*** Text provided ***

Sandi Wassmer was 15 years old when she was diagnosed with retinitis pigmentosa.
The rare degenerative disease causes the cells in the retina to break down slowly over time, causing vision loss.
“They told me I was going to go blind in my forties,” she revealed to Fortune. “I was just not emotionally mature enough to really understand what that meant - so I just put it into a box and sealed it.”
And put her diagnosis aside, she did.
Wassmer forged a high-flying career and worked her way up to COO of NBCUniversal’s Sky Sci-Fi (formerly, Sci Fi Channel and Syfy), before founding her own digital agency, Copious.
In 2008, the doctor's prognosis came true and as predicted, Wassmer was registered as blind in her forties.
Despite being given the heads up decades prior, she felt ill-prepared - not so much on not being able to see, but more on how she would be seen.
“I did not know how to cope with the label of disabled,” she said. “I did not know how to cope with how people suddenly started to look down on me, as I was a lesser human being.”
“Discriminative” encounter ignited a spark
As a result, she started having to navigate discrimination - and so did her business.

*** End of Text provided ***
*** Supplied data ***

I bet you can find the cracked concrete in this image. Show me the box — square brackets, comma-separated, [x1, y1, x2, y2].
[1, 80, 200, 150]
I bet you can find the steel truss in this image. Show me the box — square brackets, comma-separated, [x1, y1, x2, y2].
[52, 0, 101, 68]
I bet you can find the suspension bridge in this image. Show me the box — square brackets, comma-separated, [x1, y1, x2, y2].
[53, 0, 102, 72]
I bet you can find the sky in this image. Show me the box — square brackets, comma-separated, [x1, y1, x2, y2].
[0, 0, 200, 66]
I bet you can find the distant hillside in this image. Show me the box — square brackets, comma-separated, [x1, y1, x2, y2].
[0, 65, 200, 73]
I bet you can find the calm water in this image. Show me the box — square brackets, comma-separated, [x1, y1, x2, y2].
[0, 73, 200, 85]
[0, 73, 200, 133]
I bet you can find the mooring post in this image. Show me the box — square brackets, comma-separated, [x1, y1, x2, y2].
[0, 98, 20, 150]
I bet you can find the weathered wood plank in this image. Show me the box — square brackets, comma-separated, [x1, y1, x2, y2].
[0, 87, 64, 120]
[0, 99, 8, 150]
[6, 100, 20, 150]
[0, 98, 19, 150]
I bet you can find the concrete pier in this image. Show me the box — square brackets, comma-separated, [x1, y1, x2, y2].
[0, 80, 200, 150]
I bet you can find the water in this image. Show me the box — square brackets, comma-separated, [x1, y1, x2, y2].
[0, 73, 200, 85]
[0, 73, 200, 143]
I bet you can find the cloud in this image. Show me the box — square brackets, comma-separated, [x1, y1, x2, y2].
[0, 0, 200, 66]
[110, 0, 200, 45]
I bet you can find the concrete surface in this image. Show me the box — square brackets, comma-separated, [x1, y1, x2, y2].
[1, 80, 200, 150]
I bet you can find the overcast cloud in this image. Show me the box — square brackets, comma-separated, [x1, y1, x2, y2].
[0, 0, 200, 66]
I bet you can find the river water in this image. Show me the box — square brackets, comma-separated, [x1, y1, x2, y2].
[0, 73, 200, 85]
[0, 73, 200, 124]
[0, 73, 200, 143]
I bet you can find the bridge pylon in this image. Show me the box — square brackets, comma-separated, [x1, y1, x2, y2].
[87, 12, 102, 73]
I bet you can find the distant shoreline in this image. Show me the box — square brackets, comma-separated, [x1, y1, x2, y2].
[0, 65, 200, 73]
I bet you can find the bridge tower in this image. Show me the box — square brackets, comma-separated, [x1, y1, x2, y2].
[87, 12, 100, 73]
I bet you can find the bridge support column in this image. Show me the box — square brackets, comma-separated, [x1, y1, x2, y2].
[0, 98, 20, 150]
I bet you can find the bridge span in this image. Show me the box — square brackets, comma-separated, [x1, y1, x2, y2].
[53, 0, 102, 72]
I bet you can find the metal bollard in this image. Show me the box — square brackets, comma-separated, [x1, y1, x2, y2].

*** End of Supplied data ***

(Task objective) In the text about Sandi Wassmer, what is the name of the digital agency she founded?

(Task result) Copious